### YOUR OBJECTIVE
Add 85 to every x and y coordinate in the answers, and give again the stretch of the material from the line containing "Would you be able to indicate the van grille" through the end of the material, with the requests and all other lines included. Output only that stretch.

### PROVIDED RECORDS
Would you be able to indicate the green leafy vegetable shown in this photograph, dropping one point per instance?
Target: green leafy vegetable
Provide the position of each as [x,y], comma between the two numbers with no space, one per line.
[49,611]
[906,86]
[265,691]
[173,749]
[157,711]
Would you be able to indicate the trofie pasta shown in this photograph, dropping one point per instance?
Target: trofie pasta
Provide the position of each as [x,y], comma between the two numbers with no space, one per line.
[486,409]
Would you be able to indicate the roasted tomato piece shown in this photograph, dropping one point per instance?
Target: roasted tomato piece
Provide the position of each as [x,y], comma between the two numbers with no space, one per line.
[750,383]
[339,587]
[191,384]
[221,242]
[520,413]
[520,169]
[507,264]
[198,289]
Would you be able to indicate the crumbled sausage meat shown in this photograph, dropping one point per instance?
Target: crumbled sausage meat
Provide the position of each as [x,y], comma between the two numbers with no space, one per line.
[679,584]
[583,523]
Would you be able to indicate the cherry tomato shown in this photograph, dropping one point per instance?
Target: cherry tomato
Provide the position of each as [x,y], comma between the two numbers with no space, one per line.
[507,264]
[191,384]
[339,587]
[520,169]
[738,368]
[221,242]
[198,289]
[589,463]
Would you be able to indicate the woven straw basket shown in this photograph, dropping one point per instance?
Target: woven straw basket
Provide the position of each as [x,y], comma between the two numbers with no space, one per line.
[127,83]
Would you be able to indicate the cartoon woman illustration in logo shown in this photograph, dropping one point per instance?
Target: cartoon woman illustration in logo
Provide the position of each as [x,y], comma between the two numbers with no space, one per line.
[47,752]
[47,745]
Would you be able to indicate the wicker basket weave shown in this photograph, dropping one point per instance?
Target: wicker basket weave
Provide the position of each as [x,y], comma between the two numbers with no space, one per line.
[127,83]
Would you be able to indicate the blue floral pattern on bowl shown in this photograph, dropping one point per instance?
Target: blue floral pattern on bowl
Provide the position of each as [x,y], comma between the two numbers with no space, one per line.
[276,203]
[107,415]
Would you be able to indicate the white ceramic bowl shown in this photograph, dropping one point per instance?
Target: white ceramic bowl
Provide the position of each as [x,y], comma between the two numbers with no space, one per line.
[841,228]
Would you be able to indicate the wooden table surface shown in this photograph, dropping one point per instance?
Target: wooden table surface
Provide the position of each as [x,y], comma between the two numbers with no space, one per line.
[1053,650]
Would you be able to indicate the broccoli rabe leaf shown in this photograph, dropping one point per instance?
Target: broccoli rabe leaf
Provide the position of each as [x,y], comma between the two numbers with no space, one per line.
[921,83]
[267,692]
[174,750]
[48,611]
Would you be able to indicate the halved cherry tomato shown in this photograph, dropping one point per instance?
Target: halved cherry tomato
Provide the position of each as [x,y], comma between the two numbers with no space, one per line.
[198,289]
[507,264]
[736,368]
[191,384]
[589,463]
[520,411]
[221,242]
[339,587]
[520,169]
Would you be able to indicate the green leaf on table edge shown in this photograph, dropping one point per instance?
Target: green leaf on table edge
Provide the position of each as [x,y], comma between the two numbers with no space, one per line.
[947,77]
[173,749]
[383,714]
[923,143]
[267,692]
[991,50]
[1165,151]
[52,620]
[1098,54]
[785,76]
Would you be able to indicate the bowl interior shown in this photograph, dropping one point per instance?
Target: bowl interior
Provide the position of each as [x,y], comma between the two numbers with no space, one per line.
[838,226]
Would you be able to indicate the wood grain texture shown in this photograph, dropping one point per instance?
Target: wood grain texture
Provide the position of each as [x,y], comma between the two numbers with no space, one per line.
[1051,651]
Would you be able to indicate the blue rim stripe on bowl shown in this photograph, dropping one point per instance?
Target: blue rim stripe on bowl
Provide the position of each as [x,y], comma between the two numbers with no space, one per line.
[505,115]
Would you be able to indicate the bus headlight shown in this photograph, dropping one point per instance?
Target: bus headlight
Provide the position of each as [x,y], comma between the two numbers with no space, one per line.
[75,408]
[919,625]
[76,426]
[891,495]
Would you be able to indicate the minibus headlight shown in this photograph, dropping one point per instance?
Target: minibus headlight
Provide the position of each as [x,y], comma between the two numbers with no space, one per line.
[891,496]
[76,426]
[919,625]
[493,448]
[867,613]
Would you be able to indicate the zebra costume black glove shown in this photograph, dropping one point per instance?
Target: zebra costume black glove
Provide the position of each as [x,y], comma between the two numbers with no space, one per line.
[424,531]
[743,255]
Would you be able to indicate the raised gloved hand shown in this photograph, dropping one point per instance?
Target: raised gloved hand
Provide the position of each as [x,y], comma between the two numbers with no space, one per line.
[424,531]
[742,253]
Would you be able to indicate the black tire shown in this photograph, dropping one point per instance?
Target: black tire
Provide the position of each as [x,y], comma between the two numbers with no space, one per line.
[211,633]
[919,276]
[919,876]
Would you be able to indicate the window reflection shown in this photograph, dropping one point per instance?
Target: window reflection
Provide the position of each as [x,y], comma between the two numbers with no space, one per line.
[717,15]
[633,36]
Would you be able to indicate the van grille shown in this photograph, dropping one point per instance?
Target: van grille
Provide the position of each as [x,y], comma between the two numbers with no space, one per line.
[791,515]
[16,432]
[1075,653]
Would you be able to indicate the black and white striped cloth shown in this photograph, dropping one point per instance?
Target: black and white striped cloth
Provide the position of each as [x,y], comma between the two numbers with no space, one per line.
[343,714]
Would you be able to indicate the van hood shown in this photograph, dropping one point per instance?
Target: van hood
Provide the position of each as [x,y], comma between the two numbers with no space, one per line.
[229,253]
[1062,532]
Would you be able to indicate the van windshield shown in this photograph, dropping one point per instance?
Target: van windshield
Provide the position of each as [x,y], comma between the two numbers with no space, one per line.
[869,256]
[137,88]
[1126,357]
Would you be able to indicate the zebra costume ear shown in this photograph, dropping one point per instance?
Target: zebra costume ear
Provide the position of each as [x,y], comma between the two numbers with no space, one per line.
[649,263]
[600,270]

### OUTPUT OF THE TASK
Would you be able to indicate the van grille shown in this photograph, dropping one point per instance?
Target: van grille
Provide the position of each as [x,y], comma between the two numbers with no space, one per line.
[876,600]
[101,517]
[1160,738]
Would you be able to indicate the black and white striped cloth shown in this photograph, dropping one point per instance?
Target: black and white striped cloth
Provide the position of each as [x,y], comma between the two numbers with no space, one per line.
[428,799]
Would you be able to indicate the van hood shown in this photograph, dropping one point per instance?
Target: van hood
Provide the position of each as [x,y], comma between the two numbers with no space, one per line.
[314,338]
[1147,617]
Would you be able to indicate the van windshield shown in this photograph, dropping one point per instance?
Target: van windshield
Provide the position of each as [x,y], comma between the two numbers with no space, one per line.
[954,341]
[222,173]
[1211,442]
Would you be able to indicate the zebra costume ear shown in this photograph, dropping one point per instance?
Target: zebra costume ear
Provide the position of each as [x,y], comma between the two numbers with no space, one per line.
[734,348]
[685,355]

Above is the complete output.